Restate verbatim the span of lines below between the line with "Target: cabriole leg" and the line with "Target: bureau cabriole leg", including those two lines, and only that span.

[Records drawn from a dataset]
______
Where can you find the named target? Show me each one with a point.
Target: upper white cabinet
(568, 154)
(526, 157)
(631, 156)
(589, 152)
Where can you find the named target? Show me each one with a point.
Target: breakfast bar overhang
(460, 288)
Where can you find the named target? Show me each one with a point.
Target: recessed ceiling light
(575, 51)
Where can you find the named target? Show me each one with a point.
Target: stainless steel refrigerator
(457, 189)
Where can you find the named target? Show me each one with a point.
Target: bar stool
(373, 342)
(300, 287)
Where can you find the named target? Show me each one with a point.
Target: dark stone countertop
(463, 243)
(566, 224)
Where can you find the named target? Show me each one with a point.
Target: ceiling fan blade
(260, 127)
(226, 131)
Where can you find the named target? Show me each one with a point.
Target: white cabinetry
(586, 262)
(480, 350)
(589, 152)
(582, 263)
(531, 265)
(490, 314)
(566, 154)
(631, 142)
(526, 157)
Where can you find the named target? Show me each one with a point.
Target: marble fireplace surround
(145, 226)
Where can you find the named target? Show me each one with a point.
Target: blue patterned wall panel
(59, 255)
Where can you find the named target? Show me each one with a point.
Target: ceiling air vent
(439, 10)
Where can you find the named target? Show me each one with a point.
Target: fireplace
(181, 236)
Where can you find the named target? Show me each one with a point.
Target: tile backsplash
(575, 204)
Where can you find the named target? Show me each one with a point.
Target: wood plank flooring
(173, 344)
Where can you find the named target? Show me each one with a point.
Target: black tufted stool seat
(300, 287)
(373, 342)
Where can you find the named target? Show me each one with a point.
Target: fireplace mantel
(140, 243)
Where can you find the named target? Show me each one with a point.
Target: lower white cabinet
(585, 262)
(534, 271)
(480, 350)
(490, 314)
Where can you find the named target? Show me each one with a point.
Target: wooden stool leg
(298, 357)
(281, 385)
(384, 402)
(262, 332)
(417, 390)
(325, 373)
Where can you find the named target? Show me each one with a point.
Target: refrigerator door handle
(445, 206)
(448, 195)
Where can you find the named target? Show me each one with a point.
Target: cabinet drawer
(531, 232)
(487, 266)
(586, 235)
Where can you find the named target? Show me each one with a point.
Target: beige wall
______
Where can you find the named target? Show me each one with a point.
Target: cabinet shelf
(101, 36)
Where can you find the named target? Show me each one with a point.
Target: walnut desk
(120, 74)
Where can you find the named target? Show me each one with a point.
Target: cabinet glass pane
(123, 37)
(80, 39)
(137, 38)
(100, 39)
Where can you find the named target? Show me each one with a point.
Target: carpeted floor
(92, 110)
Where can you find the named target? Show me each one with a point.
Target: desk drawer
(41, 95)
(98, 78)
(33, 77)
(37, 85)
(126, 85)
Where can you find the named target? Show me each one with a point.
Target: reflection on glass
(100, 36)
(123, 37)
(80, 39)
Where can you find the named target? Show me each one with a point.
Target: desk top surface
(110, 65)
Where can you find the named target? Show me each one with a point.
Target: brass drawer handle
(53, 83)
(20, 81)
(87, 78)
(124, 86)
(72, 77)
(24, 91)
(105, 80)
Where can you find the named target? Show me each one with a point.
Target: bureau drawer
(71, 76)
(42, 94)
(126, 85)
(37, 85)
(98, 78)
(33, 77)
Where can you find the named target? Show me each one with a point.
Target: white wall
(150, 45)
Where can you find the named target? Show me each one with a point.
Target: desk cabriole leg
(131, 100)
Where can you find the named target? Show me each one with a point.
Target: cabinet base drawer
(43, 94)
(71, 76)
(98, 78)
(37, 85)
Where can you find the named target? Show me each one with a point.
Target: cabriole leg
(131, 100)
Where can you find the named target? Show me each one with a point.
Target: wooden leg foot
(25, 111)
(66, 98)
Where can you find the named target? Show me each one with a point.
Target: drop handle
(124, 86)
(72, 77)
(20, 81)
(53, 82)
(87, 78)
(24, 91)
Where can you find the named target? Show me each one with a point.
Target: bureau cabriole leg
______
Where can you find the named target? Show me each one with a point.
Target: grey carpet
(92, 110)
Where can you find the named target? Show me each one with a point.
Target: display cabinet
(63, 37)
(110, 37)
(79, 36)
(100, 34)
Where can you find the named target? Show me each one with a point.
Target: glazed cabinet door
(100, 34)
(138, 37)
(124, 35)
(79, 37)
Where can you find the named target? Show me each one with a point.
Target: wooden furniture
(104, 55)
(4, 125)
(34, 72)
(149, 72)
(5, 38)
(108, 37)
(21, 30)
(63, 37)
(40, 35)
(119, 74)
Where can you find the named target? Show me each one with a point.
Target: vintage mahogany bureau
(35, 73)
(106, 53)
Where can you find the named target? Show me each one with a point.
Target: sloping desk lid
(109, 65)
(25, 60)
______
RESPONSE AREA:
Target: cabriole leg
(131, 100)
Where can you find the named target? Show me each one with a point.
Target: wooden leg foot
(25, 111)
(66, 98)
Where can you find the named target? Show me each one with a point.
Target: drop handle
(124, 86)
(72, 77)
(20, 81)
(53, 82)
(87, 78)
(24, 91)
Where can you find the named target? Show me each one with a point.
Target: bureau cabriole leg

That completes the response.